***** DATA EXTRACTS *****

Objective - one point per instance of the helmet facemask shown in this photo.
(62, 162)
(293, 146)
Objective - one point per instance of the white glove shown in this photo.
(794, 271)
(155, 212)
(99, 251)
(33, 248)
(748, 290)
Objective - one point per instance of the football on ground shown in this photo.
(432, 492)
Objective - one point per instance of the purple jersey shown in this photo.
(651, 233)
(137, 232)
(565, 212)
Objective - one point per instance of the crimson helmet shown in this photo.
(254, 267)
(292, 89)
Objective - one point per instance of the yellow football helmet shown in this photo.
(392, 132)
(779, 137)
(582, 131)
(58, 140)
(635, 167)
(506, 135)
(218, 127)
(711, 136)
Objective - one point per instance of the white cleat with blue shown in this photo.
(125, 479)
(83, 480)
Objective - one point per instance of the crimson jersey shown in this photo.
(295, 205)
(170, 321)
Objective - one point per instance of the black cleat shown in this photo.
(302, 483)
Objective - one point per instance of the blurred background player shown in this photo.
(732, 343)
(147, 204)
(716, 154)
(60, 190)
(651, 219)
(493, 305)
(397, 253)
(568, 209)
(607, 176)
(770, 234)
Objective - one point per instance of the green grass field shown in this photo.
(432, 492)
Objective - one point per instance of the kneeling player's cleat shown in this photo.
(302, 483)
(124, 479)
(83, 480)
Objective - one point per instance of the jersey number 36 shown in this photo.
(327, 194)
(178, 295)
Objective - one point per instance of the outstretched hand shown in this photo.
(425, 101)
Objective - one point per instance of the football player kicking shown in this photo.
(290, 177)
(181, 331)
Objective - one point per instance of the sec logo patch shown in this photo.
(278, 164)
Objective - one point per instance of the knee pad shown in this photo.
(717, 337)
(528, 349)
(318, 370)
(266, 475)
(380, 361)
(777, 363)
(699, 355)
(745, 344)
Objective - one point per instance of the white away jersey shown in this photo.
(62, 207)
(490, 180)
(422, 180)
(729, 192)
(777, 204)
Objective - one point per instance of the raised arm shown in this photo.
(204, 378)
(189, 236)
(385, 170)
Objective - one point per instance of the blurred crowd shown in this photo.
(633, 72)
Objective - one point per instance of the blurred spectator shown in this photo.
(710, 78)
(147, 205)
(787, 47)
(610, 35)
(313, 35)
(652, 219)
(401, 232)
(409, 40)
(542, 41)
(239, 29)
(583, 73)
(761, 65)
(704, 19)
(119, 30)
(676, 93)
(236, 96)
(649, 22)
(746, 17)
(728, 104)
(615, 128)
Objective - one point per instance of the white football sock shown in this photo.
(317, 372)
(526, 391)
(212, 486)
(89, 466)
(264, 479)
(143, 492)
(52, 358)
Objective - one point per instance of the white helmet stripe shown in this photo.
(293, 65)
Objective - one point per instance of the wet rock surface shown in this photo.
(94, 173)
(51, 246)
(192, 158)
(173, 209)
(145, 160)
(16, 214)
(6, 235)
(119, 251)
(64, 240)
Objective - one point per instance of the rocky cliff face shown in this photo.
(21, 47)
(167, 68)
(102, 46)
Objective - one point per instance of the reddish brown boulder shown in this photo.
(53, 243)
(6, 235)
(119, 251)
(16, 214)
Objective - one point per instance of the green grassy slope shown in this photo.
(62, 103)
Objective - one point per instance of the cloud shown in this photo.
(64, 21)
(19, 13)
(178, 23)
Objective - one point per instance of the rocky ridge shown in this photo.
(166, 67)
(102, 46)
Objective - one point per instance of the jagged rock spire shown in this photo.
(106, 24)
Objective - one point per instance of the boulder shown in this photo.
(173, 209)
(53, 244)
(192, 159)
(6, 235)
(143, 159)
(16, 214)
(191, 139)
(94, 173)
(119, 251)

*****

--- TASK INSTRUCTIONS ---
Write all the entries again precisely as they were given.

--- EXERCISE OUTPUT ---
Objective - one point per instance of the helmet facemask shown in this photo.
(62, 162)
(293, 146)
Objective - one point per instance of the white glove shown in this photo.
(794, 271)
(155, 212)
(99, 251)
(33, 248)
(748, 290)
Objective - one point per instance of the football on ground shown in this photo.
(432, 492)
Objective - one point per instance of the purple jersey shown in this photo.
(651, 233)
(137, 232)
(565, 212)
Objective - one point per instance of the crimson helmet shown in this photo.
(254, 267)
(292, 89)
Objective - one point per instance of the yellow football helmet shown in this photo.
(392, 132)
(779, 137)
(582, 131)
(58, 140)
(635, 167)
(506, 135)
(218, 127)
(711, 136)
Objective - one point per instance of the white cleat with blue shown in this photo.
(125, 479)
(83, 480)
Objective - one point per instance of the crimson jersey shown in this photo.
(295, 205)
(170, 321)
Objective - one point per instance of the black cleat shown in this photo.
(302, 483)
Objective - one point per instance of the blurred background player shown in this photo.
(732, 343)
(147, 204)
(716, 154)
(60, 190)
(651, 219)
(493, 305)
(397, 253)
(568, 209)
(607, 176)
(770, 234)
Objective - one point per instance of the green grass field shown in this photo.
(432, 492)
Objective - one point per instance of the kneeling player's cleat shown in this photo.
(302, 483)
(124, 479)
(83, 480)
Objective - one point per instance of the jersey number 36 shown in this photo.
(327, 194)
(178, 295)
Objective - one point per instance of the outstretched hand shown in this photo.
(425, 101)
Objective - one point per instance of the football player kicking shown in this photo.
(290, 177)
(181, 331)
Objective - one point per instance of the sec logo patch shown in this photo.
(278, 164)
Objective - one point per instance of the knee pad shown in this photo.
(717, 337)
(528, 349)
(318, 370)
(266, 475)
(380, 361)
(777, 363)
(699, 355)
(745, 344)
Objective - one point per instance of the white away jersey shown in this photo.
(62, 207)
(490, 180)
(422, 180)
(729, 192)
(777, 204)
Objective - one point per instance of the raised arm shown in this photo.
(204, 378)
(189, 236)
(385, 170)
Objective - one point per instance of the blurred crowd shown in this photo.
(633, 72)
Objective - one point per instance of the blurred spectator shown in this photo.
(710, 78)
(147, 205)
(787, 47)
(610, 35)
(313, 35)
(652, 219)
(401, 232)
(409, 40)
(542, 41)
(239, 29)
(583, 73)
(761, 65)
(704, 19)
(119, 30)
(676, 93)
(236, 96)
(649, 22)
(746, 17)
(728, 104)
(615, 128)
Objective - one point per instance of the white football sock shown in this photo.
(317, 372)
(526, 391)
(212, 486)
(89, 466)
(264, 479)
(143, 492)
(52, 358)
Objective - one point per instance of the white helmet stripe shown in this photo.
(293, 65)
Objective - one point per instance of the wet rock surface shown in this photo.
(94, 173)
(51, 246)
(192, 158)
(173, 209)
(145, 160)
(16, 214)
(6, 235)
(119, 251)
(64, 240)
Objective - one point per instance of the rocky cliff face shown in this photo.
(21, 47)
(167, 68)
(102, 46)
Objective - one point per instance of the reddish brown boulder shown in this photo.
(53, 243)
(6, 235)
(119, 251)
(16, 214)
Objective - one point per instance of the green grassy slope shown in this photo.
(62, 103)
Objective - one point per instance of the cloud shown in this photo.
(64, 21)
(19, 13)
(178, 23)
Objective - one point per instance of the rocky ridge shown in this photo.
(166, 67)
(102, 46)
Objective - one point per instance of the jagged rock spire shown in this photo.
(106, 24)
Objective - one point per instance of the boulder shown in this photo.
(173, 209)
(53, 244)
(192, 159)
(6, 235)
(143, 159)
(16, 214)
(191, 139)
(94, 173)
(119, 251)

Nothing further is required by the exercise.